• **THE PROBLEM**:
Please say how many lines in the records below contain the word "hand", giving only the number.

• **DATA**:
::::::::

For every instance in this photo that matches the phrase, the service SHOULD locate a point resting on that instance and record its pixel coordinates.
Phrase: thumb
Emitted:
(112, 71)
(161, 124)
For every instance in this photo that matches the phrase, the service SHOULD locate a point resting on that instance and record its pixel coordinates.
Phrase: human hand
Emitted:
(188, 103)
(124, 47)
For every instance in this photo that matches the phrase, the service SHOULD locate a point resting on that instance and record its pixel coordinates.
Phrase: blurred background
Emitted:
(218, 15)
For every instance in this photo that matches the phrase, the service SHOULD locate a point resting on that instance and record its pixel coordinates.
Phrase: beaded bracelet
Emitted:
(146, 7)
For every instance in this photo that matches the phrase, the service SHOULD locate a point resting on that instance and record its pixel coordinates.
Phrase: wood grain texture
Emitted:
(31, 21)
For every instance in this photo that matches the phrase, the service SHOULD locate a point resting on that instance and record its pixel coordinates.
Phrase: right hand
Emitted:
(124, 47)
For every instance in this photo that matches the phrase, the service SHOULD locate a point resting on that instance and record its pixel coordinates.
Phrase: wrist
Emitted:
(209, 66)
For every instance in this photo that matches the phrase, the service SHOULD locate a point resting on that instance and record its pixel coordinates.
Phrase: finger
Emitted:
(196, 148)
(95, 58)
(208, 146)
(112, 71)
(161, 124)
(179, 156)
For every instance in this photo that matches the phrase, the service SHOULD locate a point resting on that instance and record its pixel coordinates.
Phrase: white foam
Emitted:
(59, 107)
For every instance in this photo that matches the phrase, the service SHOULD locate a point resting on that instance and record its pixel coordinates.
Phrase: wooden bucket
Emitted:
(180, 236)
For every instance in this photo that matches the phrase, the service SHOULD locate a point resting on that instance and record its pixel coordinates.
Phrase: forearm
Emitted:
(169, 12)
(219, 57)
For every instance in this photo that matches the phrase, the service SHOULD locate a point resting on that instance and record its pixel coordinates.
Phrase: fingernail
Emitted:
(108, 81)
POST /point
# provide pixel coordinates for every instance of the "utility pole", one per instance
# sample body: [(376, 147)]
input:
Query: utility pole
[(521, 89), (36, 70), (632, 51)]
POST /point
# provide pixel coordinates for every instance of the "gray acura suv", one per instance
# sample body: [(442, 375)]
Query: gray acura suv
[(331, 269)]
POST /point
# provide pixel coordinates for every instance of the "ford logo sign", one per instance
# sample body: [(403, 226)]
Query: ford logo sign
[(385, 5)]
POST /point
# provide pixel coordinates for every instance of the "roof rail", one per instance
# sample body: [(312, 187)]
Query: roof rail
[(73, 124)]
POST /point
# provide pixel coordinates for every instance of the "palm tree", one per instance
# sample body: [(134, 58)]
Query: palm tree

::::::::

• **RESPONSE BELOW**:
2